Two paths are intertwined, one in sorrow and the other in optimism. Devi (Richa Chadha) has an "inappropriate rendezvous" in her budding relationship with her love interest, which leads to blackmail and harassment from a police officer (Bhagwan Tiwari) as well as the quiet fury of her father Pathak (Sanjay Mishra). Even as Devi retreats into a catatonic shell, Pathak takes tiny and major risks to maintain his honour, aided by the energetic Jhonta (Nikhil Sahni), a child who works for him.

Meanwhile, Deepak (Vicky Kaushal) has begun his trek out of the Varanasi cremation grounds, a caste-ordained purgatory where his Dom family has been sweeping embers over remains for years.

==Cast==
- Richa Chadda as Devi Pathak
- Vicky Kaushal as Deepak Kumar
- Shweta Tripathi as Shaalu Gupta
- Sanjay Mishra as Vidyadhar Pathak
- Pankaj Tripathi as Sadhya
- Rohit Saraf as Parul
- Bhagwan Tiwari as Inspector Mishra
- Nikhil Sahni as Jhonta
- Vineet Kumar as Dom Raja
- Shree Dhar Dubey as KK
- Satya Kam Anand as Vikram Mallah
- Amitabh Bachchan as a Poet
- Niharica Raizada in a special appearance

==Soundtrack==

The music for Masaan's songs was composed by Indian Ocean and the lyrics were written by Varun Grover. The album received positive reviews from critics.

The film contains various examples of Urdu & Hindi poetry at different junctures including works by Akbar Allahabadi, Basheer Badr, Brij Narayan Chakbast, Mirza Ghalib, Uday Prakash and Dushyant Kumar. Explaining this as a conscious tribute, the film's lyricist Varun Grover explained that he wanted to show Shaalu (played by Shweta Tripathi) as a person whose hobby is to read Hindi poetry and shaayari, as this is a common hobby of millennial and generation x youngsters in Northern India, especially when in love, but this aspect is rarely shown in Hindi films.

The song ("Tu Kisi Rail Si") is based on the work of the poet Dushyant Kumar.

Masaan (Original Motion Picture Soundtrack)

*****

Challenge 1: Repeat the entries below word for word, every line of them.
The film article above has no connection to the entries that come next.

Task inputs:
*****

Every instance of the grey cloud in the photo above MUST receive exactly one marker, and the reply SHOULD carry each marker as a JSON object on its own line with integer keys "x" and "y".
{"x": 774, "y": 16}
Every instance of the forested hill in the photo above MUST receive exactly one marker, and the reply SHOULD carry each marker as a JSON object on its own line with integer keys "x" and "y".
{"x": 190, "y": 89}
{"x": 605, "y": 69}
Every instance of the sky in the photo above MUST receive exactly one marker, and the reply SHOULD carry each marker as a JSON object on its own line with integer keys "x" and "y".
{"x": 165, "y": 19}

*****

Challenge 2: Copy the film article above word for word, everything from "The film contains" down to "in Hindi films.".

Task response 1:
Every instance of the grey cloud in the photo above MUST receive exactly one marker, and the reply SHOULD carry each marker as a JSON object on its own line with integer keys "x" and "y".
{"x": 774, "y": 16}
Every instance of the forested hill in the photo above MUST receive exactly one marker, and the reply SHOULD carry each marker as a JSON object on its own line with integer keys "x" and "y".
{"x": 190, "y": 89}
{"x": 605, "y": 69}
Every instance of the sky in the photo above MUST receive exactly one marker, and the reply SHOULD carry each marker as a JSON object on its own line with integer keys "x" and "y".
{"x": 165, "y": 19}

Task response 2:
The film contains various examples of Urdu & Hindi poetry at different junctures including works by Akbar Allahabadi, Basheer Badr, Brij Narayan Chakbast, Mirza Ghalib, Uday Prakash and Dushyant Kumar. Explaining this as a conscious tribute, the film's lyricist Varun Grover explained that he wanted to show Shaalu (played by Shweta Tripathi) as a person whose hobby is to read Hindi poetry and shaayari, as this is a common hobby of millennial and generation x youngsters in Northern India, especially when in love, but this aspect is rarely shown in Hindi films.